[GIVEN INSTRUCTION A]
Reproduce verbatim every line of the listing that asks for points marking the hazy sky and the fire hose on the ground. Omit the pictures from your reproduction.

[SOURCE TEXT]
## start

Communication In American Literature Essay

2950 words - 12 pages

American literature has changed since the industrial revolution. As a child matures into an adult, so has American literature grown to include the problems faced in reality. The word “fiction” transformed from the fairy tales of romanticism to the reality of realism in America. Authors such as: Clemens, Howells, Chopin, Eliot, Faulkner, and Anderson have all assisted the move from dreams to reality. Dramatists O’neill and Miller have written plays that have changed the way social circumstances are viewed by Americans. Americans, as portrayed by American writers, have been plagued with an inability to communicate feelings through speech, yet from the industrial revolution to post second World War, American writers have portrayed the unuttered words of feeling in novels, poems, plays, and short stories.

Communication is important to the life of human beings, yet communicating feelings in words has never been top priority in American literature. A characters thoughts and feelings rarely surface, resulting in a conflict of sorts with other characters. Communication in realistic literature displays body language in great detail, as well as characters personal thoughts and reactions to stimuli. Samuel L. Clemens, described by The Oxford Companion to American Literature as a “journalistic humorist in the frontier tradition” (Hart 162), wrote several compositions pitting romanticism against realism. In Clemens’ Huckleberry Finn, a moral dilemma between characters is not addressed in words, but in thoughts. Realistically, humans do not express speech or take action before thinking; therefore, the documentation of thought is more accurate than the blurting out of ideas. When Huck is faced with the moral dilemma, he deliberates within himself saying; “I was trembling, because I’d got to decide, forever, betwixt two things, and I knowed it. I studied a minute, sort of holding my breath, and then says to myself: ‘All right, then, I’ll go to hell’”(Clemens 168). The dilemma of whether to turn in a runaway slave grips Huck’s heart, and like most all human beings the struggle is not put into words to others, but is sounded silently within. Clemens understood realism, and placed an emphasis on a social issue burning hot in his day. He took a fictional character and gave him a mind, and let the audience, the reader, view his expression of communication within himself. Words communicate thoughts, yet thoughts in fictional realism are the expressions of characters that cannot express their thoughts into words.

## end

[STORED DATA]
## start

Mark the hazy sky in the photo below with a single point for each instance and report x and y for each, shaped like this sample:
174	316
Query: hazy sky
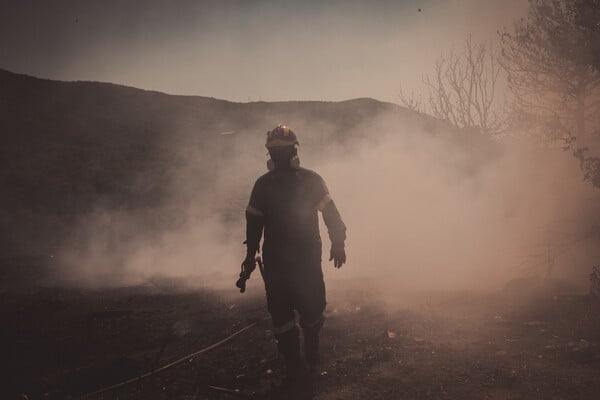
245	50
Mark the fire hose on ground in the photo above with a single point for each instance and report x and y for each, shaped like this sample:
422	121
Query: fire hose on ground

## end

[GIVEN INSTRUCTION B]
Using the essay on communication in American literature, state whether each statement agrees with it, answering yes or no and quoting the deciding words exactly: (i) the essay names O’neill and Miller as dramatists; (ii) the essay cites The Oxford Companion to American Literature as calling Clemens a romantic novelist; (iii) the essay says Huck's struggle over the runaway slave is put into words to others.

[CORRECT ANSWER A]
Mark the hazy sky in the photo below with a single point for each instance and report x and y for each, shaped like this sample:
174	316
Query: hazy sky
245	50
Mark the fire hose on ground in the photo above with a single point for each instance and report x and y for each, shaped like this sample:
422	121
Query: fire hose on ground

[CORRECT ANSWER B]
(i) Yes: "Dramatists O’neill and Miller have written plays that have changed the way social circumstances are viewed by Americans."
(ii) No: "described by The Oxford Companion to American Literature as a “journalistic humorist in the frontier tradition”"
(iii) No: "the struggle is not put into words to others, but is sounded silently within."